Anyway, that explains WTF is going on. The bug is in path_init() and
it triggers when you pass something with dentry allocated by d_alloc_pseudo()
as dfd, combined with empty pathname. You need to have the file closed
by another thread, and have that another thread get out of closing syscall
(close(), dup2(), etc.) before the caller of path_init() gets to
complete_walk(). We need to make sure that this sucker gets DCACHE_RCUPDATE
while it's still guaranteed to be pinned down. Could you try to reproduce
with the patch below applied?

diff --git a/fs/namei.c b/fs/namei.c
index 6f7d96368734..70840281a41c 100644
--- a/fs/namei.c
+++ b/fs/namei.c
@@ -2226,11 +2226,16 @@ static const char *path_init(struct nameidata *nd, unsigned flags)

(Entries pointing to named objects)
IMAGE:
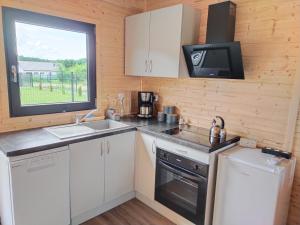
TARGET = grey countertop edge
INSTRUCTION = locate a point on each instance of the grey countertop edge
(65, 142)
(186, 143)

-- TASK BRIEF --
According to the text on the path_init() bug, what has to happen for the bug to trigger? The records have no connection to the text.

-- ANSWER TO THE TASK --
The caller must pass a dentry allocated by d_alloc_pseudo() as dfd, together with an empty pathname. Another thread must also close the file and get out of the closing syscall, such as close() or dup2(), before the caller of path_init() reaches complete_walk().